* [Teks Bacaan]
%%

Kupas Tuntas: Mengapa PKS Menolak RUU P-KS?



Pasti mikirnya mengapa harus ditolak? 

Kok jadi kaya jeruk makan jeruk? 

Atau jeruk menolak jeruk?

 

Eiiits, jangan buru-buru ambil kesimpulan, karena ternyata PKS berbeda dengan RUU P-KS, yang merupakan singkatan dari Rancangan Undang-Undang Penghapusan Kekerasan Seksual.

 

Bagus dong kalau dihapuskan, agar tidak terjadi kekerasan seksual kan? 

Ups, darimana tahunya kalau yang dihapuskan kekerasan seksual? 

Salah tapsiirr! Baca dulu, dong! yuk pahami!

 

Terus, apa sebenarnya yang mau dihapus dalam RUU P-KS?

 

Menurut Ketua Aliansi Cinta Keluarga Indonesia, Rita Hendrawaty Soebagio, M.Si, dalam seminar Memahami Sexual Consent dan Kekerasan Seksual bersama beberapa Ormas Islam serta politisi Indonesia, beliau memaparkan banyak hal terkait dinamika RUU P-KS, sejak tahun 2016 yang memang sudah memuat tentang Konsensual Seks.

 

Darimana lahirnya Konsensual Seks?

 

Paradigma Konsensual Seks ini tidak bisa terlepas dari konsep pendidikan seksual yang ditawarkan di Barat dan sudah berusia sekitar 100 tahunan.

%%

* [Cuplikan Baris]
%%

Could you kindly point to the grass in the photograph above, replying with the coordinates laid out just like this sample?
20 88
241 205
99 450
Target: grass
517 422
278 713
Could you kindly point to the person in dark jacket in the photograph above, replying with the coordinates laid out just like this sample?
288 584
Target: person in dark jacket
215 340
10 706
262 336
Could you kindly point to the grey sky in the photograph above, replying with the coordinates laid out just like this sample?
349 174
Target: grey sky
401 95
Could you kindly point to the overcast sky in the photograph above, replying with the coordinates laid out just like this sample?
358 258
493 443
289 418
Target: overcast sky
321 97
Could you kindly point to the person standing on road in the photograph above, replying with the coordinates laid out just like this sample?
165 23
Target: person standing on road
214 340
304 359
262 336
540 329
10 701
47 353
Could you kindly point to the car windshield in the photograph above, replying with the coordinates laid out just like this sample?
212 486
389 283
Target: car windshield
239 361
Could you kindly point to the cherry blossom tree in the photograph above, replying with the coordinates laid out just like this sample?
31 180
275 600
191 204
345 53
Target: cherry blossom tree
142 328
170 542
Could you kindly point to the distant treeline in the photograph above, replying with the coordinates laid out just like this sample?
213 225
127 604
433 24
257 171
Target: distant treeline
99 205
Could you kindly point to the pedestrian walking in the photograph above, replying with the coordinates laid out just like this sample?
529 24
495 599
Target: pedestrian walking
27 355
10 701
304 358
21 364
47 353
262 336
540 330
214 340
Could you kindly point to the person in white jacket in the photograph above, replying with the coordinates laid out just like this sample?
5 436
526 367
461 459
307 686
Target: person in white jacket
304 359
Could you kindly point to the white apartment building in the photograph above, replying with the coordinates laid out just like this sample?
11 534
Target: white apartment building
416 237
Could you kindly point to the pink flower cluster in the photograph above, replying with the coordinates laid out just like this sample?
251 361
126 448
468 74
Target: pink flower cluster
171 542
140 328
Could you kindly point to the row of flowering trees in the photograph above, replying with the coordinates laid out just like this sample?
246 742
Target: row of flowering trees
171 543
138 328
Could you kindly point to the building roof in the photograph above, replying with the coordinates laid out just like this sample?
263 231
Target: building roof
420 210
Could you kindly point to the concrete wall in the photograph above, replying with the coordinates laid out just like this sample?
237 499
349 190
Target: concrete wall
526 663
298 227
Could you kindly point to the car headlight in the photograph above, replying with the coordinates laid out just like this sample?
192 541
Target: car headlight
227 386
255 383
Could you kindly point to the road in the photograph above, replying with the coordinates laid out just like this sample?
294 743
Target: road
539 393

%%
%%

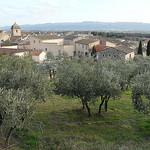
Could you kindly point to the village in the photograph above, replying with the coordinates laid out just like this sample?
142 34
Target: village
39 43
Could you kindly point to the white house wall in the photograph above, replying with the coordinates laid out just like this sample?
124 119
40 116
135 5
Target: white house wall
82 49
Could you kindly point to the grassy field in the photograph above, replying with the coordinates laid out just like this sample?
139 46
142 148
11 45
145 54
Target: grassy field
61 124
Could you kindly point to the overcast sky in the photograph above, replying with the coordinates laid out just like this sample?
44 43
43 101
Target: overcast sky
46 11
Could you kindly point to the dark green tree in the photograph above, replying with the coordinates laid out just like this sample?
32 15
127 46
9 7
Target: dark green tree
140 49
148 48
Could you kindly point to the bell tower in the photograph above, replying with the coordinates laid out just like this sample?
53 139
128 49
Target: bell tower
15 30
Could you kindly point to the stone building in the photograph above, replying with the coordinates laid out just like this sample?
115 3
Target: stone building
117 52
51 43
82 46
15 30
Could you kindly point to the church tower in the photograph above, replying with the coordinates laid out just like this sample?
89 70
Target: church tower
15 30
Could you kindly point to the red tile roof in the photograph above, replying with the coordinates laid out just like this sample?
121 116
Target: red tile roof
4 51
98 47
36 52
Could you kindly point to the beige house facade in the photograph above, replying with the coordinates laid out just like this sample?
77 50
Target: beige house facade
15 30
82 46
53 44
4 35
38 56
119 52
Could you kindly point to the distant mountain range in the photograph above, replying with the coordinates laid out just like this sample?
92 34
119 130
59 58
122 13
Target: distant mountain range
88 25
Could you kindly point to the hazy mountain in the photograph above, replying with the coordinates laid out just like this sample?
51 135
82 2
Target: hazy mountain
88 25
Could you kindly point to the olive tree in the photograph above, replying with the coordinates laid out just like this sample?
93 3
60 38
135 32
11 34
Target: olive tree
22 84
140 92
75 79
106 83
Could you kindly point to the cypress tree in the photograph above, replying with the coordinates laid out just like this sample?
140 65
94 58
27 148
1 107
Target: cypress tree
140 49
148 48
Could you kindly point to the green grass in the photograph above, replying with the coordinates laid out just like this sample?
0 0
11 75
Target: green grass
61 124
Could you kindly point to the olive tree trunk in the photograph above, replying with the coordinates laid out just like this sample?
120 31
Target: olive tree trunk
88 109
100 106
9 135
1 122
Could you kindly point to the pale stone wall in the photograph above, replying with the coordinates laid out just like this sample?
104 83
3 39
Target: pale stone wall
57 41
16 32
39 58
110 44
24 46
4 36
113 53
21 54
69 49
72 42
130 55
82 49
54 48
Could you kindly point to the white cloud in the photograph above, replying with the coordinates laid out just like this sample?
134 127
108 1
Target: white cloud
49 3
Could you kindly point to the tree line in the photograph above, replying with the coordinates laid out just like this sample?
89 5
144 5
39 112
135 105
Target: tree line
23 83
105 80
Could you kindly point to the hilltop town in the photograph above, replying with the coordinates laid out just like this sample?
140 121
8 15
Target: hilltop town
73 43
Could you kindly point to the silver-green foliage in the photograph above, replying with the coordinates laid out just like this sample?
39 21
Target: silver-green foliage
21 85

%%

* [Instruksi Kerja]
Salin tanpa perubahan bagian teks tentang RUU P-KS yang dimulai dari "Salah tapsiirr! Baca" dan berakhir pada "lahirnya Konsensual Seks?".

* [Bagian Jawaban]
Salah tapsiirr! Baca dulu, dong! yuk pahami!

 

Terus, apa sebenarnya yang mau dihapus dalam RUU P-KS?

 

Menurut Ketua Aliansi Cinta Keluarga Indonesia, Rita Hendrawaty Soebagio, M.Si, dalam seminar Memahami Sexual Consent dan Kekerasan Seksual bersama beberapa Ormas Islam serta politisi Indonesia, beliau memaparkan banyak hal terkait dinamika RUU P-KS, sejak tahun 2016 yang memang sudah memuat tentang Konsensual Seks.

 

Darimana lahirnya Konsensual Seks?